- _Task brief_
Reproduce the rows below character for character, changing nothing.

## start

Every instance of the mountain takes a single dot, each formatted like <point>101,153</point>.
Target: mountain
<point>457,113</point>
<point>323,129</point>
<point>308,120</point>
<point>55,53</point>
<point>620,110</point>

## end

- _Final result_
Every instance of the mountain takes a single dot, each formatted like <point>101,153</point>.
Target: mountain
<point>457,113</point>
<point>323,129</point>
<point>308,120</point>
<point>55,53</point>
<point>620,110</point>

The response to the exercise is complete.